[SOURCE PASSAGE Boundary: Start]
Women’s gains over recent decades makes a matriarchy scenario highly plausible if not inevitable.
The big risk in trend spotting is finding what we go looking for. We can become so convinced of our farsightedness that, probably unintentionally, we dig up the evidence to make our case and ignore everything else.
For example, let’s play with the idea of an emerging matriarchy in the United States.
We can find plenty of evidence to suggest that, in a generation, maybe two, women will unseat men as the dominant gender in American politics, culture and the economy. In U.S. politics, for example, women in the U.S. Senate have gone from zero in 1977 to 25 percent currently—still too few in the opinion of most Americans. (An interesting sentiment in itself.) Similar percentages obtain in the House of Representatives, state legislatures and governorships.
In that same 45 years the popular archetype of men has evolved to suggest a gender struggling to master life’s basics.
[SOURCE PASSAGE Boundary: End]
[DATA SECTION Boundary: Start]
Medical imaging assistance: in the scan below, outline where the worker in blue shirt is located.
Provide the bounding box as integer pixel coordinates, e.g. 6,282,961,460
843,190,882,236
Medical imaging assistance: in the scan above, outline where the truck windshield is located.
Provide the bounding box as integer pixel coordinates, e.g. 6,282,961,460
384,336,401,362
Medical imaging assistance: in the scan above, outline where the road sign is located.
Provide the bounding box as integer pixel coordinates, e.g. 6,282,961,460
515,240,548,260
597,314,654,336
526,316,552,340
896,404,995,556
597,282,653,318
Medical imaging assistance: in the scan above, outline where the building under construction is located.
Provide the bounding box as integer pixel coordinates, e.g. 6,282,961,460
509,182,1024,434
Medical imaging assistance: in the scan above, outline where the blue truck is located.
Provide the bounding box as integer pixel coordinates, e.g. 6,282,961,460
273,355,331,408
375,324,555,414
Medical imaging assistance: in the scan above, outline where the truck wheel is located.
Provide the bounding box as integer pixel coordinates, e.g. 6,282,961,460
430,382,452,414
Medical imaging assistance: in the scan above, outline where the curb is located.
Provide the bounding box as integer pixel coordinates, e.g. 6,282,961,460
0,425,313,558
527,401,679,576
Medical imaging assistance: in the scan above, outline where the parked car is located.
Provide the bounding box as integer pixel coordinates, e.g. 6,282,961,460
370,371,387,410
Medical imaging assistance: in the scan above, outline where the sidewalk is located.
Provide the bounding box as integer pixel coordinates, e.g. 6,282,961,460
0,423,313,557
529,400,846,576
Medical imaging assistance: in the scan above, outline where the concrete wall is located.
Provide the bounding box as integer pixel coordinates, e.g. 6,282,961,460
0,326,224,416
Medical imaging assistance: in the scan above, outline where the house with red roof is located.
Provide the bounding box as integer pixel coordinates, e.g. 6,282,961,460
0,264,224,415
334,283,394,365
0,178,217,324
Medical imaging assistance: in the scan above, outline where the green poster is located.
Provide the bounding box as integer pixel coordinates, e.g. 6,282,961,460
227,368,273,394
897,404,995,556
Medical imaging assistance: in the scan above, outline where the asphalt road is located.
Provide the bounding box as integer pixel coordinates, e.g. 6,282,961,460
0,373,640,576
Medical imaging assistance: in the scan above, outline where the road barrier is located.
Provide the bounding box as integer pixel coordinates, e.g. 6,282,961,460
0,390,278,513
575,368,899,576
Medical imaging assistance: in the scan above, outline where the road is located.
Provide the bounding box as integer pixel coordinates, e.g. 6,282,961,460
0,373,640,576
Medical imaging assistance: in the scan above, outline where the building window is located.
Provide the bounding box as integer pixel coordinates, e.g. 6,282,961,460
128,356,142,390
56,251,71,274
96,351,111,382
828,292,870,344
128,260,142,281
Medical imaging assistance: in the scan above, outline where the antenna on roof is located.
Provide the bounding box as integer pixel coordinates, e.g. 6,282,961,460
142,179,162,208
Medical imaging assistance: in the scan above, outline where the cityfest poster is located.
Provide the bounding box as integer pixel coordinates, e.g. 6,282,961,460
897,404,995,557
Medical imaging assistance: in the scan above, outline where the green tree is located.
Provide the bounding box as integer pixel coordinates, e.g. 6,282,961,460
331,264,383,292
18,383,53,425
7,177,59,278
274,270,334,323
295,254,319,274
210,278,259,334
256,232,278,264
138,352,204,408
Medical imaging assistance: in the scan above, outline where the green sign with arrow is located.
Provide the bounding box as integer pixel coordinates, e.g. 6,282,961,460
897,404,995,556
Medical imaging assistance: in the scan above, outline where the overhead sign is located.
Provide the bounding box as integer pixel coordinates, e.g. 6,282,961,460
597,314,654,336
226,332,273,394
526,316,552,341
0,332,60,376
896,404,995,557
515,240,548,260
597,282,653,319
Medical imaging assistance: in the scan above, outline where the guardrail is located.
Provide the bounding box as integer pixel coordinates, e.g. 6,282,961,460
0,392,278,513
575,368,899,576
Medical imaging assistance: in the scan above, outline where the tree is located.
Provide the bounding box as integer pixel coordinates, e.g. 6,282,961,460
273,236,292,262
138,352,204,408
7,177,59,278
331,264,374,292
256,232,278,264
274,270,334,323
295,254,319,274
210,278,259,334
[DATA SECTION Boundary: End]
_WORK TASK 1_.
Translate this sentence from the passage on an emerging matriarchy into Spanish: "For example, let’s play with the idea of an emerging matriarchy in the United States."
_WORK TASK 2_.
Write out the passage on an emerging matriarchy word for word, from "For example, let’s" up to and including "legislatures and governorships.".
_WORK TASK 3_.
Continue the passage on an emerging matriarchy in the United States, starting after its final sentence.

_FINAL ANSWER 1_.
Por ejemplo, juguemos con la idea de un matriarcado emergente en los Estados Unidos.

_FINAL ANSWER 2_.
For example, let’s play with the idea of an emerging matriarchy in the United States.
We can find plenty of evidence to suggest that, in a generation, maybe two, women will unseat men as the dominant gender in American politics, culture and the economy. In U.S. politics, for example, women in the U.S. Senate have gone from zero in 1977 to 25 percent currently—still too few in the opinion of most Americans. (An interesting sentiment in itself.) Similar percentages obtain in the House of Representatives, state legislatures and governorships.

_FINAL ANSWER 3_.
A survey shared by the American Family Institute earlier this year found that 40 percent of men self-reported symptoms of depression. Beginning in childhood, boys struggle to succeed in American schools compared to girls. When they grow up, men have persistently higher nonparticipation in the workforce compared to women. According to the Bureau of Labor Statistics, the labor-force participation of men in their prime working years (25 to 54) has declined from a high of 98 percent in September 1954 to 89 percent in January 2024. Research from the Bipartisan Policy Center found that 57 percent of prime-age men not in the labor force said their main reason was poor physical or mental health.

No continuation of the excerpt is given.